══ Exercise materials
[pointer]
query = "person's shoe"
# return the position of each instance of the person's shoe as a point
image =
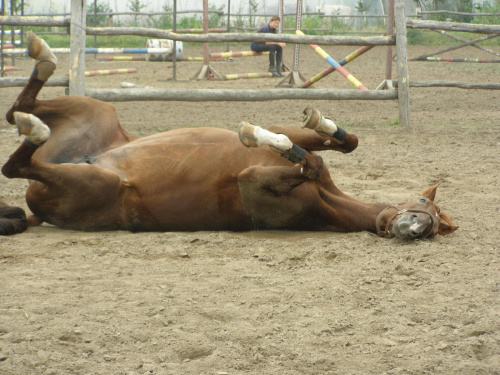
(272, 69)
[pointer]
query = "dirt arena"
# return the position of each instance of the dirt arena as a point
(276, 302)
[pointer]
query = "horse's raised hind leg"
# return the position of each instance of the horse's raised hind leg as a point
(36, 134)
(39, 50)
(326, 135)
(273, 196)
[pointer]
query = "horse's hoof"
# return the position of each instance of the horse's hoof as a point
(32, 127)
(39, 50)
(246, 132)
(323, 126)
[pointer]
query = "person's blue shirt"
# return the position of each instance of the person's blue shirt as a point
(264, 29)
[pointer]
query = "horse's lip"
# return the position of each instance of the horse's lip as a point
(411, 231)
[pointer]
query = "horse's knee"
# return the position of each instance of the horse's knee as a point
(350, 143)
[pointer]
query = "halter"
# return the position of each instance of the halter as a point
(387, 233)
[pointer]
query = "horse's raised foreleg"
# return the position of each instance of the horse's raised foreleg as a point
(326, 135)
(273, 196)
(36, 133)
(39, 50)
(255, 136)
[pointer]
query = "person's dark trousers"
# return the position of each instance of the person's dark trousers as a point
(274, 50)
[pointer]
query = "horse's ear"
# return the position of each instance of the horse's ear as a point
(446, 225)
(430, 192)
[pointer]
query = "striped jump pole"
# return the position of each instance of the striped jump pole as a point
(247, 75)
(106, 72)
(110, 71)
(331, 69)
(10, 68)
(335, 64)
(22, 51)
(226, 55)
(452, 59)
(197, 58)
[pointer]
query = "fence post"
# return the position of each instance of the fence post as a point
(403, 77)
(77, 47)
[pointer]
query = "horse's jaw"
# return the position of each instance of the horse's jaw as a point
(410, 227)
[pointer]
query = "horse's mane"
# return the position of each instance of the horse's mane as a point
(12, 219)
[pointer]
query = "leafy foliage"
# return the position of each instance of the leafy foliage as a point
(95, 19)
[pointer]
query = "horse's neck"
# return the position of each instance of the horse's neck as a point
(354, 214)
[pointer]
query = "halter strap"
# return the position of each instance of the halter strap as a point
(387, 231)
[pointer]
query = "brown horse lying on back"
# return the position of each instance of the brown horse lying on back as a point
(87, 173)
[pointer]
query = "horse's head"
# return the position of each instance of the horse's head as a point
(413, 220)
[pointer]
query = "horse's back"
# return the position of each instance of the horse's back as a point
(188, 178)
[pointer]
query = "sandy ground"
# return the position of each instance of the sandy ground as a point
(276, 302)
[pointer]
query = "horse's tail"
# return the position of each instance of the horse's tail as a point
(12, 220)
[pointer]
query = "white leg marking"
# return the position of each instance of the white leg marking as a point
(32, 127)
(279, 142)
(327, 126)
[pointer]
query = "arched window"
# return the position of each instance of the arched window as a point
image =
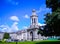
(34, 20)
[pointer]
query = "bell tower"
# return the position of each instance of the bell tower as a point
(34, 18)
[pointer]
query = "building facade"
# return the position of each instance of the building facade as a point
(29, 33)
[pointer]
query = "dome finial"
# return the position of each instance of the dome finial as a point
(33, 10)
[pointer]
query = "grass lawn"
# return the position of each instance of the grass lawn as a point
(34, 42)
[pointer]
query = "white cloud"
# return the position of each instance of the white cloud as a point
(26, 16)
(14, 18)
(41, 24)
(6, 28)
(25, 27)
(43, 9)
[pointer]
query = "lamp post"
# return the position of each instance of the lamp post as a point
(31, 35)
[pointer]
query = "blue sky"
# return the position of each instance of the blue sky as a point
(15, 14)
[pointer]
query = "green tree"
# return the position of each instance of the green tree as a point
(52, 20)
(6, 36)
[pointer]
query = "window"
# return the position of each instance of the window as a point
(34, 20)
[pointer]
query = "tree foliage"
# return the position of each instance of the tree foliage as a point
(52, 21)
(6, 36)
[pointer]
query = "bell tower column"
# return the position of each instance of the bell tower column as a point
(34, 18)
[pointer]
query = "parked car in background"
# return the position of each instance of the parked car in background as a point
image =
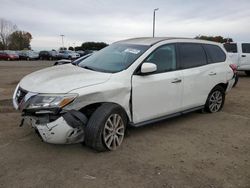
(8, 55)
(48, 55)
(68, 54)
(239, 54)
(28, 55)
(132, 82)
(83, 53)
(75, 62)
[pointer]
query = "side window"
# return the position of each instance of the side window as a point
(215, 53)
(192, 55)
(231, 47)
(245, 48)
(164, 57)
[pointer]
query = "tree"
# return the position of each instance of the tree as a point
(71, 48)
(6, 29)
(20, 40)
(219, 39)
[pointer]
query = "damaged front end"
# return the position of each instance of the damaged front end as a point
(46, 115)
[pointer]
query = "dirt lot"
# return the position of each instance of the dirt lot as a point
(194, 150)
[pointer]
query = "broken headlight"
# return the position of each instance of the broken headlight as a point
(50, 101)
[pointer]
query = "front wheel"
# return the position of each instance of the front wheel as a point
(215, 100)
(106, 128)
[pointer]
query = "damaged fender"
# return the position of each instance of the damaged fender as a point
(67, 129)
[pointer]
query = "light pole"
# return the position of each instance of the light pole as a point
(62, 41)
(154, 21)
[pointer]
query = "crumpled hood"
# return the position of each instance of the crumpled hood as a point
(62, 79)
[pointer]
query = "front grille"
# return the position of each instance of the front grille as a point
(20, 94)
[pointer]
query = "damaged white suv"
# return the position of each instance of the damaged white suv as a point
(131, 82)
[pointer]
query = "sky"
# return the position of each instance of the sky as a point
(112, 20)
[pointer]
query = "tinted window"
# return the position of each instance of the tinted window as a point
(114, 58)
(231, 47)
(164, 57)
(192, 55)
(215, 53)
(246, 48)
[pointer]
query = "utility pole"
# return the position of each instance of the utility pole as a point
(62, 41)
(154, 21)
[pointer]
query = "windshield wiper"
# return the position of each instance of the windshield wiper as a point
(89, 68)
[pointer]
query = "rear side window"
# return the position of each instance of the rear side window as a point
(231, 47)
(215, 53)
(245, 47)
(192, 55)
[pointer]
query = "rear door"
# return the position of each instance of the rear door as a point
(159, 93)
(245, 56)
(199, 77)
════
**Problem requirements**:
Drop the pictures and give every line above again exactly.

**Answer space**:
[pointer]
query = "person's shoe"
# return the position of each instance of the person's shoe as a point
image =
(272, 69)
[pointer]
query = "dirt arena"
# return the position of each instance of the dirt arena as a point
(276, 302)
[pointer]
query = "horse's raised hind leg"
# return the position of each instance of the horse's raised hind leg as a point
(36, 134)
(39, 50)
(326, 135)
(273, 196)
[pointer]
query = "horse's hoof"
# return the position of each instance of the horse's hoof as a point
(32, 127)
(39, 50)
(246, 132)
(323, 126)
[pointer]
query = "person's blue shirt"
# return the position of each instance of the person's blue shirt as a point
(264, 29)
[pointer]
query = "horse's lip"
# return the position of each instance of the horse's lip as a point
(411, 231)
[pointer]
query = "horse's knee"
# return the position of each instance of the horse's knee as a point
(350, 143)
[pointer]
query = "halter"
# return the position of each instance of the halter as a point
(387, 233)
[pointer]
query = "horse's raised foreleg"
# return the position of each instance of the horse's raised foreleg as a point
(326, 135)
(273, 196)
(36, 133)
(39, 50)
(255, 136)
[pointer]
query = "person's dark trousers"
# return the position of each instance of the person's dark trousers as a point
(274, 50)
[pointer]
query = "horse's ear"
# return the position of each instance of the horse's ear as a point
(446, 225)
(430, 192)
[pointer]
query = "striped jump pole"
# return the position of each instance of the striped jump pole as a point
(247, 75)
(106, 72)
(110, 71)
(331, 69)
(10, 68)
(335, 64)
(22, 51)
(226, 55)
(452, 59)
(197, 58)
[pointer]
query = "fence post"
# return the position of each instance of the fence post as a point
(403, 77)
(77, 47)
[pointer]
query = "horse's jaw"
# return the position of each instance of the horse's jaw as a point
(410, 227)
[pointer]
query = "horse's mane"
# return the position of each instance of the horse's mane as a point
(12, 219)
[pointer]
query = "leafy foliage"
# return the position of each instance of the leafy foliage as a point
(95, 19)
[pointer]
query = "horse's neck"
# return the position of each instance of the horse's neck as a point
(354, 214)
[pointer]
query = "halter strap"
# return the position of each instance of the halter strap as a point
(387, 231)
[pointer]
query = "brown horse lying on back"
# return the position of each instance of the brown horse lying on back as a point
(87, 173)
[pointer]
query = "horse's head"
# return the position of each instance of the horse's head as a point
(413, 220)
[pointer]
query = "horse's back"
# return the position of each instance of the horse's back as a point
(188, 178)
[pointer]
query = "sandy ground"
# return the position of each instance of the sandy ground as a point
(276, 302)
[pointer]
query = "horse's tail"
# return the position of each instance of the horse's tail as a point
(12, 220)
[pointer]
query = "white leg marking"
# return the position of each instance of the white leg marking as a point
(32, 127)
(279, 142)
(327, 126)
[pointer]
query = "arched window"
# return the position of each instance of the arched window as a point
image =
(34, 20)
[pointer]
query = "bell tower"
# return the position of each instance of the bell tower as a point
(34, 18)
[pointer]
query = "building facade"
# return the position of each instance of the building facade as a point
(29, 33)
[pointer]
query = "dome finial"
# return the position of each instance of the dome finial as a point
(33, 10)
[pointer]
query = "grass lawn"
# return the position of each instance of the grass lawn as a point
(34, 42)
[pointer]
query = "white cloud"
# return the position of each instance of the white cloud as a point
(26, 16)
(14, 18)
(41, 24)
(6, 28)
(25, 27)
(43, 9)
[pointer]
query = "lamp post"
# return the position of each instance of the lamp post as a point
(31, 35)
[pointer]
query = "blue sky"
# return the position of each instance of the blue sky as a point
(15, 14)
[pointer]
query = "green tree"
# return the position of each instance of the green tree as a point
(52, 20)
(6, 36)
[pointer]
query = "window"
# return the position of each instance of the window as a point
(34, 20)
[pointer]
query = "tree foliage"
# return the position of each instance of the tree foliage as a point
(52, 21)
(6, 36)
[pointer]
query = "bell tower column"
# return the position of each instance of the bell tower column as a point
(34, 18)
[pointer]
query = "parked car in background"
# return the position of each instance of the parked car in background as a point
image =
(8, 55)
(48, 55)
(68, 54)
(239, 54)
(28, 55)
(132, 82)
(83, 53)
(75, 62)
[pointer]
query = "side window"
# return the position of each instance of the side window as a point
(215, 53)
(192, 55)
(231, 47)
(245, 48)
(164, 57)
[pointer]
query = "tree"
# return the position of each instance of the tree as a point
(71, 48)
(6, 29)
(20, 40)
(219, 39)
[pointer]
query = "damaged front end"
# return the position of each instance of the damaged front end as a point
(46, 115)
[pointer]
query = "dirt lot"
# return the position of each instance of the dirt lot as a point
(194, 150)
[pointer]
query = "broken headlight"
# return the position of each instance of the broken headlight as a point
(50, 101)
[pointer]
query = "front wheel"
# return the position of each instance of the front wheel as a point
(215, 100)
(106, 128)
[pointer]
query = "damaged fender"
# return the position of each instance of the damaged fender as a point
(67, 129)
[pointer]
query = "light pole"
# return the position of each instance of the light pole as a point
(62, 41)
(154, 21)
[pointer]
query = "crumpled hood"
# return the position of each instance of the crumpled hood as a point
(62, 79)
[pointer]
query = "front grille"
# return the position of each instance of the front grille as a point
(20, 94)
[pointer]
query = "damaged white suv"
# return the position of each instance of the damaged white suv as a point
(131, 82)
[pointer]
query = "sky"
# return the position of each instance of the sky as a point
(112, 20)
[pointer]
query = "tinted window"
# return the position of each instance of the tinted window as a point
(114, 58)
(231, 47)
(164, 57)
(192, 55)
(215, 53)
(246, 48)
[pointer]
query = "utility pole"
# return the position of each instance of the utility pole as a point
(62, 41)
(154, 21)
[pointer]
query = "windshield wiper"
# return the position of each instance of the windshield wiper as a point
(89, 68)
[pointer]
query = "rear side window"
# return the position of each instance of the rear side window as a point
(231, 47)
(215, 53)
(245, 47)
(192, 55)
[pointer]
query = "rear door"
# return the position of each instance of the rear door as a point
(159, 93)
(245, 56)
(199, 77)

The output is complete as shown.